Top of Records for the task
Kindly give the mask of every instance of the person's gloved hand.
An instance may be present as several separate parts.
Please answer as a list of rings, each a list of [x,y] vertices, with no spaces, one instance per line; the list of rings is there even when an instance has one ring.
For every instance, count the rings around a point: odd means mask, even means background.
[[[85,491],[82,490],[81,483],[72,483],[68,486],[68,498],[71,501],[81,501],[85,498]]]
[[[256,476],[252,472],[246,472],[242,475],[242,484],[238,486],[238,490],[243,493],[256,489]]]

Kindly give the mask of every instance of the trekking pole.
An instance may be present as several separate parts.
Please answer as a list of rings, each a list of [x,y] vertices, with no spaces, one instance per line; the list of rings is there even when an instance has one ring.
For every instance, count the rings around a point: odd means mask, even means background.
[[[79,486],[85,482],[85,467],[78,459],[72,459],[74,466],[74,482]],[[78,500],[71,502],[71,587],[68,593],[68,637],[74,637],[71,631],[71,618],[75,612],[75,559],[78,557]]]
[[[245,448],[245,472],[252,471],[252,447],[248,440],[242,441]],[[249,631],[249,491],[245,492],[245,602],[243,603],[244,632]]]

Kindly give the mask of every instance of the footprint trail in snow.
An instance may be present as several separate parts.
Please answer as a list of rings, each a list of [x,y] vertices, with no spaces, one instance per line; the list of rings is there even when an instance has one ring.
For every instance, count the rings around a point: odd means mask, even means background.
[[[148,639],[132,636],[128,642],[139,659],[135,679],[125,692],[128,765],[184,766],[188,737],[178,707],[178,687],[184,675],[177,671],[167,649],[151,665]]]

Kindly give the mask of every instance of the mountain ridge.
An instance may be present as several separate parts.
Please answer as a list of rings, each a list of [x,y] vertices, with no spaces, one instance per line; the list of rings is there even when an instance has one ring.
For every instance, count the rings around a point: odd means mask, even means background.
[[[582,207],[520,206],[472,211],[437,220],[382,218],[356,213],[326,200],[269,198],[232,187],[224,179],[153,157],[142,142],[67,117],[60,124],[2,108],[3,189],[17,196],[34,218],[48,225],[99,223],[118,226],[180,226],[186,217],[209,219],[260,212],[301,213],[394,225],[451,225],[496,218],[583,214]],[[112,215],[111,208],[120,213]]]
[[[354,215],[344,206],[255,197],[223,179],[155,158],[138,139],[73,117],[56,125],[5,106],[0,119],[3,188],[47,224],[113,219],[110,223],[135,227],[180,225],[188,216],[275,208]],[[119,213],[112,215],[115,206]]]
Bottom of Records for the task
◆ Exercise instructions
Every record, restated word for word, should make up your reply.

◆ Answer for the task
Kindly give the mask of every instance of the person's gloved hand.
An instance may be present as several separate parts.
Please answer as a list of rings, each a list of [x,y] vertices, with no spaces, one instance per line; the list of rings is there even when an instance has one ring.
For every instance, count the rings around a point: odd means mask, even means background.
[[[85,491],[82,490],[81,483],[72,483],[68,486],[68,498],[71,501],[81,501],[85,498]]]
[[[256,476],[252,472],[246,472],[242,475],[242,484],[238,486],[238,490],[243,493],[256,489]]]

Kindly give the mask of every instance of the trekking pole.
An instance may be present as several separate parts.
Please answer as a list of rings, each a list of [x,y] vertices, with no spaces, one instance per line; the list of rings is there even when an instance has one ring.
For every instance, count the rings around a point: odd means mask, even means background.
[[[79,486],[85,482],[85,467],[78,459],[72,459],[74,466],[74,482]],[[78,500],[71,502],[71,587],[68,593],[68,637],[74,637],[71,631],[71,618],[75,612],[75,559],[78,557]]]
[[[245,448],[245,472],[252,471],[252,447],[248,440],[242,441]],[[249,631],[249,491],[245,492],[245,602],[243,603],[244,632]]]

Kindly give the mask of every instance of the footprint trail in snow.
An instance may be present as several separate parts.
Please answer as a list of rings, each a list of [x,y] vertices, with no spaces, one instance per line; the list of rings is there even when an instance has one ring.
For every instance, count the rings around a point: odd means mask, even means background.
[[[148,639],[132,636],[128,642],[139,659],[135,679],[125,692],[128,765],[184,766],[188,737],[178,707],[178,687],[184,675],[177,671],[167,649],[151,665]]]

Kindly give the mask of every instance of the mountain ridge.
An instance may be present as several separate parts.
Please answer as a list of rings, each a list of [x,y] vertices, with no spaces, one instance per line; the list of rings is there even when an instance has one ring.
For every instance, count the rings around a point: odd means mask, even means background.
[[[582,207],[520,206],[472,211],[437,220],[382,218],[356,213],[326,200],[269,198],[232,187],[224,179],[153,157],[142,142],[67,117],[60,124],[2,108],[3,189],[17,196],[34,218],[48,225],[99,223],[118,226],[180,226],[186,217],[209,219],[260,212],[301,213],[394,225],[451,225],[496,218],[583,214]],[[112,215],[111,208],[120,213]]]
[[[354,215],[344,206],[255,197],[223,179],[155,158],[138,139],[73,117],[56,125],[5,106],[0,119],[3,188],[47,224],[113,219],[110,223],[135,227],[180,225],[188,216],[275,208]],[[119,213],[112,215],[115,206]]]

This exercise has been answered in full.